(Recorded data)
* * *

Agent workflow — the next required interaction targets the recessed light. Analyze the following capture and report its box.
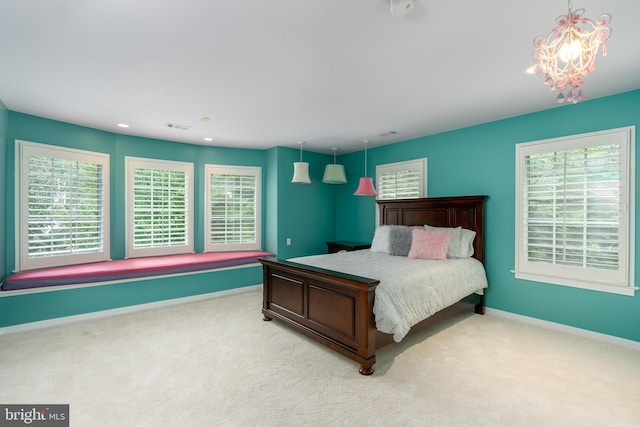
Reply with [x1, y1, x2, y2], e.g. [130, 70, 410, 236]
[203, 137, 213, 142]
[117, 123, 130, 128]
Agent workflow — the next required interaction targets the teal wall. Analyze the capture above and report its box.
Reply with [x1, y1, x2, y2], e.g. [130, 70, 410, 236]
[264, 145, 336, 258]
[1, 112, 334, 328]
[265, 147, 279, 255]
[0, 266, 263, 326]
[4, 112, 267, 269]
[3, 90, 640, 343]
[0, 99, 7, 281]
[335, 89, 640, 343]
[272, 146, 336, 259]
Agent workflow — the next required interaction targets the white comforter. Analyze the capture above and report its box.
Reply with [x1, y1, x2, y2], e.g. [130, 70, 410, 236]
[290, 250, 488, 342]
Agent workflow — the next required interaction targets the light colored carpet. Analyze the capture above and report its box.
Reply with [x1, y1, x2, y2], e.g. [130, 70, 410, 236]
[1, 288, 639, 427]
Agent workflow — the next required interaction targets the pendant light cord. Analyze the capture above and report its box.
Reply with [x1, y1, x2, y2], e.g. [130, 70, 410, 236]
[363, 140, 369, 177]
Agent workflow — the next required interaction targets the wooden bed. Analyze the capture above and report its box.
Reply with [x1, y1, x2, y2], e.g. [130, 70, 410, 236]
[260, 195, 487, 375]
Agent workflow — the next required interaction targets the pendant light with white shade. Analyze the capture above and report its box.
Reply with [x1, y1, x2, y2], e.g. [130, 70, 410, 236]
[322, 147, 347, 184]
[354, 140, 377, 196]
[291, 141, 311, 184]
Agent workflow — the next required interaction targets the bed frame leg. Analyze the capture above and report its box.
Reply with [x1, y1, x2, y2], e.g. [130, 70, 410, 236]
[359, 365, 374, 376]
[474, 294, 485, 315]
[263, 314, 272, 321]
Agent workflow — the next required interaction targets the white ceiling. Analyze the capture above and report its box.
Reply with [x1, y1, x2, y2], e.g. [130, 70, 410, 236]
[1, 0, 639, 154]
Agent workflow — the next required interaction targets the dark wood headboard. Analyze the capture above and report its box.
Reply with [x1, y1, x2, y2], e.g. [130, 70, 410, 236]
[377, 196, 488, 263]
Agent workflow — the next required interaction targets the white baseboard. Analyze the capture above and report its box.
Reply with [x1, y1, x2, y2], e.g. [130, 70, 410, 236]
[0, 284, 261, 335]
[486, 308, 640, 352]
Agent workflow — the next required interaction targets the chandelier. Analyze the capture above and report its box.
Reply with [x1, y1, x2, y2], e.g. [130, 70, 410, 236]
[528, 1, 612, 104]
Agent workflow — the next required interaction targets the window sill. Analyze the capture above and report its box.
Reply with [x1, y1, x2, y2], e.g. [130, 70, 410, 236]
[512, 271, 637, 296]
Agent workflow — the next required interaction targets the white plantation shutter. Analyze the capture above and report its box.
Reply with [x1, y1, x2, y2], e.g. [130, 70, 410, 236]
[27, 157, 104, 256]
[376, 159, 426, 200]
[209, 174, 256, 244]
[378, 169, 422, 199]
[515, 127, 635, 295]
[132, 169, 187, 248]
[525, 145, 620, 269]
[17, 141, 110, 270]
[125, 158, 194, 258]
[205, 165, 261, 251]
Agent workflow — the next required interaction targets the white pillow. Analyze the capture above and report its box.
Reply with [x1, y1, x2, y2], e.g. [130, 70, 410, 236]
[370, 225, 392, 254]
[370, 225, 414, 256]
[458, 228, 476, 258]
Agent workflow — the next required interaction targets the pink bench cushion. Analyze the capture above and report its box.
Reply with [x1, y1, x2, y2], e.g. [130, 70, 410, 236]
[1, 251, 273, 291]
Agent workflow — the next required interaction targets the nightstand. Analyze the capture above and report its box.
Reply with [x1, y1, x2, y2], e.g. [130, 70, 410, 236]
[326, 241, 371, 254]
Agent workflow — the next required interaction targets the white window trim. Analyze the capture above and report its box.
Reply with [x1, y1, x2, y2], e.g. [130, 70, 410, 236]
[204, 164, 261, 252]
[125, 157, 194, 258]
[514, 126, 636, 296]
[15, 140, 111, 271]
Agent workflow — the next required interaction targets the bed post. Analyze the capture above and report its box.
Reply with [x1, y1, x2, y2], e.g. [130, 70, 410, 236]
[262, 264, 273, 321]
[474, 293, 485, 315]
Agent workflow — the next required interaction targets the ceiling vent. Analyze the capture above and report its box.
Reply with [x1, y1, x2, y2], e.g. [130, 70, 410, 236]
[165, 122, 191, 131]
[379, 130, 398, 137]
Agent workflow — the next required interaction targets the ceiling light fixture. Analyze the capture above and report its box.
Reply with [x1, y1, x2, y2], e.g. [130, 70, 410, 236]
[117, 123, 130, 128]
[527, 0, 612, 104]
[291, 141, 311, 184]
[354, 140, 377, 196]
[322, 148, 347, 184]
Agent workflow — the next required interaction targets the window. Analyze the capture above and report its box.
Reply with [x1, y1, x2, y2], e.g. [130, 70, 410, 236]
[205, 165, 261, 252]
[376, 158, 427, 200]
[515, 127, 636, 296]
[16, 140, 110, 271]
[125, 157, 194, 258]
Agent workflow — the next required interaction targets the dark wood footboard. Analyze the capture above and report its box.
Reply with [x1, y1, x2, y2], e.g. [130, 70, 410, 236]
[260, 257, 380, 375]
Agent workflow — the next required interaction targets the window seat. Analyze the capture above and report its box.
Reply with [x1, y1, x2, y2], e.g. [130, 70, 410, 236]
[1, 251, 274, 291]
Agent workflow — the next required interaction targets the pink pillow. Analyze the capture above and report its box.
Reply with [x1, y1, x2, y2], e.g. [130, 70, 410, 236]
[408, 229, 451, 260]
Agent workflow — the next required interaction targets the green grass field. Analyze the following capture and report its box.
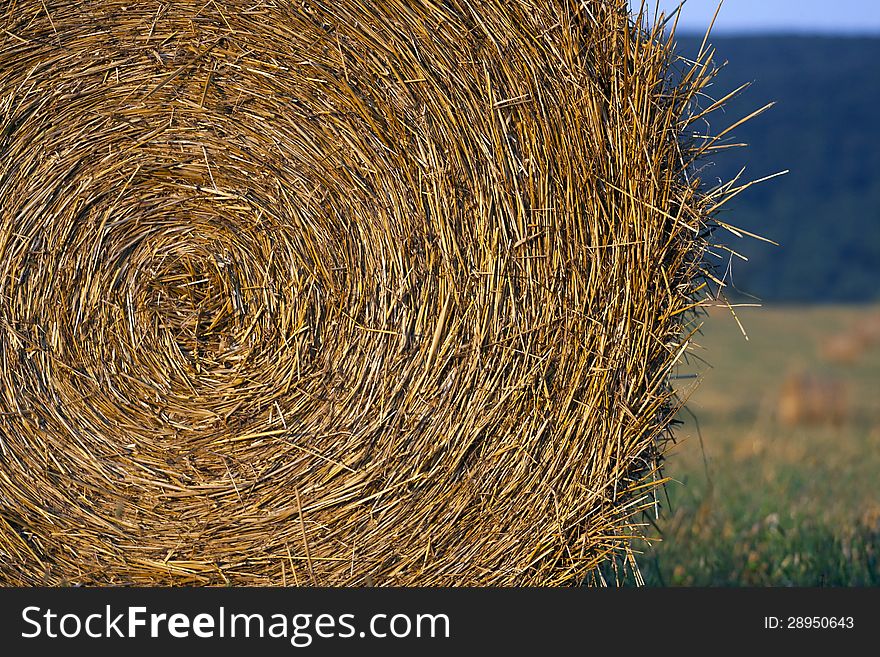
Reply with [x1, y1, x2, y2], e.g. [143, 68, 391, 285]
[636, 305, 880, 586]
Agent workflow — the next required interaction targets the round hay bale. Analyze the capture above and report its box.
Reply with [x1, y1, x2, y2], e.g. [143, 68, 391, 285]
[0, 1, 726, 585]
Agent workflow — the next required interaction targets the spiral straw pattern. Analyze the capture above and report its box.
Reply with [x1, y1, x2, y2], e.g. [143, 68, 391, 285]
[1, 1, 727, 585]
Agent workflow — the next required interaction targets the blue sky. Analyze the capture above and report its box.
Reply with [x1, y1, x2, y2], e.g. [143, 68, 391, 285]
[630, 1, 880, 34]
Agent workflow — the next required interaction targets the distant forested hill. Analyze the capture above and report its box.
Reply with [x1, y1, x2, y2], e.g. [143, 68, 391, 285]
[673, 36, 880, 302]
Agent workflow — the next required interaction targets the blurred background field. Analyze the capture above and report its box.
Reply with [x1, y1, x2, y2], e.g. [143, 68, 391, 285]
[636, 305, 880, 585]
[619, 1, 880, 587]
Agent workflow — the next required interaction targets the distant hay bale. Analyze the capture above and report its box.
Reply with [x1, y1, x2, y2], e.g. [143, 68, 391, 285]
[1, 1, 736, 585]
[820, 332, 864, 365]
[856, 313, 880, 349]
[777, 371, 848, 427]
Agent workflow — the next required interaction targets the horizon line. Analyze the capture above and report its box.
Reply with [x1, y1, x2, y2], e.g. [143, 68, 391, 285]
[671, 29, 880, 37]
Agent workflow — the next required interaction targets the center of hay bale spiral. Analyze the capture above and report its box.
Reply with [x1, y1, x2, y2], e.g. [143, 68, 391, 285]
[1, 1, 724, 585]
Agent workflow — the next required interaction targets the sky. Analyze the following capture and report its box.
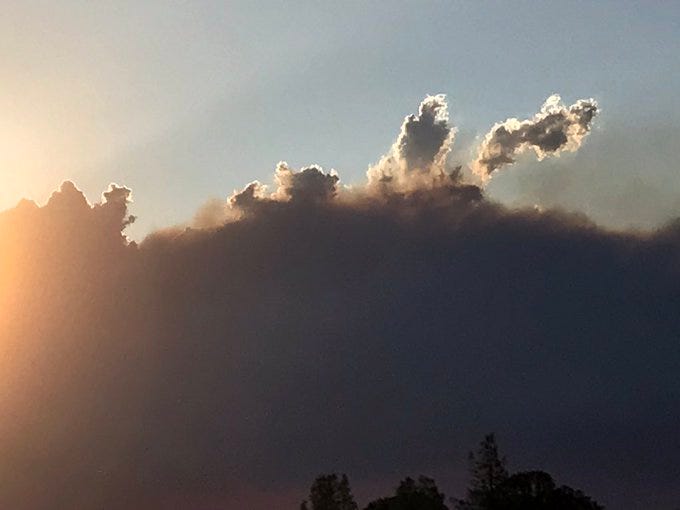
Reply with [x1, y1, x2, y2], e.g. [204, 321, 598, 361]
[1, 1, 679, 237]
[1, 2, 680, 510]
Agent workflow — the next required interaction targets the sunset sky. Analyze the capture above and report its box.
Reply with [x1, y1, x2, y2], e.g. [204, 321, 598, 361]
[2, 1, 678, 236]
[1, 3, 679, 510]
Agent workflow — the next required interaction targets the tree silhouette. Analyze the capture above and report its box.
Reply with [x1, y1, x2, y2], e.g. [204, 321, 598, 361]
[492, 470, 604, 509]
[455, 435, 604, 510]
[300, 435, 604, 510]
[364, 475, 448, 510]
[455, 433, 508, 510]
[301, 473, 358, 510]
[494, 470, 554, 508]
[549, 483, 604, 510]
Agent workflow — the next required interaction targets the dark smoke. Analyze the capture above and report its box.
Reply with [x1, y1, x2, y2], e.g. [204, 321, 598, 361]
[0, 96, 678, 510]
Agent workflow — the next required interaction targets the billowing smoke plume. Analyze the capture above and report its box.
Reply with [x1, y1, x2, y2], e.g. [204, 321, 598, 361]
[367, 94, 457, 190]
[472, 95, 598, 180]
[0, 93, 678, 510]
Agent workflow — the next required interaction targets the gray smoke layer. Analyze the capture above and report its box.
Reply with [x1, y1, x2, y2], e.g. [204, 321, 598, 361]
[473, 95, 598, 180]
[1, 173, 679, 510]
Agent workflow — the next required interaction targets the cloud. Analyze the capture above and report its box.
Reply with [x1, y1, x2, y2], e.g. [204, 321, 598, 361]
[228, 180, 268, 212]
[225, 163, 340, 220]
[98, 183, 136, 230]
[272, 162, 340, 203]
[45, 180, 91, 215]
[485, 119, 680, 230]
[0, 94, 678, 510]
[473, 95, 598, 180]
[396, 94, 452, 171]
[367, 95, 457, 191]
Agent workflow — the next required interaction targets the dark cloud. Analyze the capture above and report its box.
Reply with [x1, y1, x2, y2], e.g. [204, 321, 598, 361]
[45, 180, 91, 216]
[397, 94, 452, 170]
[228, 180, 267, 214]
[0, 95, 677, 510]
[225, 163, 340, 219]
[473, 95, 598, 179]
[98, 183, 136, 231]
[273, 162, 340, 203]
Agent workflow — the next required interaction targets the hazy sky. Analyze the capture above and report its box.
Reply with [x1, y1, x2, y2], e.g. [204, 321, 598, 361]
[1, 1, 679, 237]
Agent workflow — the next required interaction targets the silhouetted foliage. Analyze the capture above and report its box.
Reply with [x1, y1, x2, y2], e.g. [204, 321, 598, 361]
[549, 484, 604, 510]
[301, 473, 358, 510]
[455, 436, 604, 510]
[364, 476, 448, 510]
[455, 434, 508, 510]
[494, 470, 554, 508]
[301, 435, 605, 510]
[496, 471, 603, 509]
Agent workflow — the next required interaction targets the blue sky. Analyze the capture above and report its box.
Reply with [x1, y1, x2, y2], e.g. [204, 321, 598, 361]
[1, 1, 678, 237]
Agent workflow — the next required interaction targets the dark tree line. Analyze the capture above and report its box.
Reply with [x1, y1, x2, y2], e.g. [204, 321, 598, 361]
[301, 435, 603, 510]
[365, 476, 448, 510]
[453, 434, 603, 510]
[300, 474, 358, 510]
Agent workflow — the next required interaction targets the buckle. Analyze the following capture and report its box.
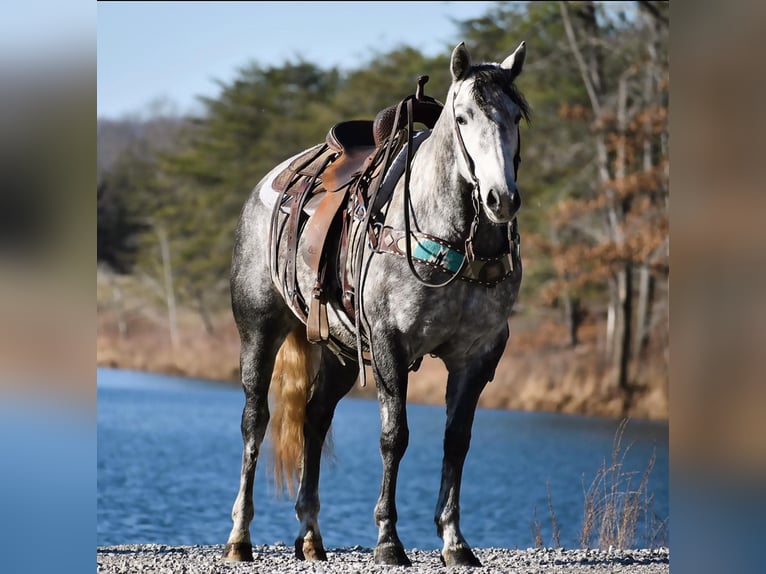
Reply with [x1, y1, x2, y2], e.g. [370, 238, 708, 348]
[368, 222, 383, 250]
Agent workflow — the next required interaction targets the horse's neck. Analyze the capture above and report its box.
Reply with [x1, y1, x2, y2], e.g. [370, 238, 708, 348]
[391, 122, 508, 256]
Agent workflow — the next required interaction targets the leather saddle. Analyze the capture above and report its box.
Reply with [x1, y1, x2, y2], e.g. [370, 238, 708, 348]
[269, 77, 443, 351]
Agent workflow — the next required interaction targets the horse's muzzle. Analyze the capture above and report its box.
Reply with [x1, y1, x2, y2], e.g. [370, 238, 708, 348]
[485, 187, 521, 223]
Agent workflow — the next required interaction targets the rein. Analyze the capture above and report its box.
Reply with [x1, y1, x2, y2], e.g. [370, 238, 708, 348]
[351, 94, 410, 384]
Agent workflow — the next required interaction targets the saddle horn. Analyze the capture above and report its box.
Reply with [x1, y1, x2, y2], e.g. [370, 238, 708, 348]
[373, 76, 443, 147]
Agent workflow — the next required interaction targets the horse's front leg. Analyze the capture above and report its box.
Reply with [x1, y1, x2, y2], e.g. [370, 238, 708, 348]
[371, 337, 412, 566]
[436, 329, 508, 567]
[294, 351, 358, 561]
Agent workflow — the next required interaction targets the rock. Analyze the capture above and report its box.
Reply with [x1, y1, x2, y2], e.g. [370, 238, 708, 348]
[97, 545, 670, 574]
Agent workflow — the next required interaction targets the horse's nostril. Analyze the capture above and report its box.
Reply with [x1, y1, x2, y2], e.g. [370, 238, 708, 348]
[486, 188, 499, 209]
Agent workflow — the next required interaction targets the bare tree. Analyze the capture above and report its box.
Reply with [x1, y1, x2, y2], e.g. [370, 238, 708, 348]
[559, 1, 668, 397]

* * *

:: Aim of the exercise ::
Among the lines of the data, find every one that holds "saddle" and copy it.

:: Written solution ::
Agent workflow — the next required interaction targets the leather saddle. Analyze the capture above and report its box.
Agent workflow — the next required interaction targets the saddle horn. Analyze the capture above and report its box.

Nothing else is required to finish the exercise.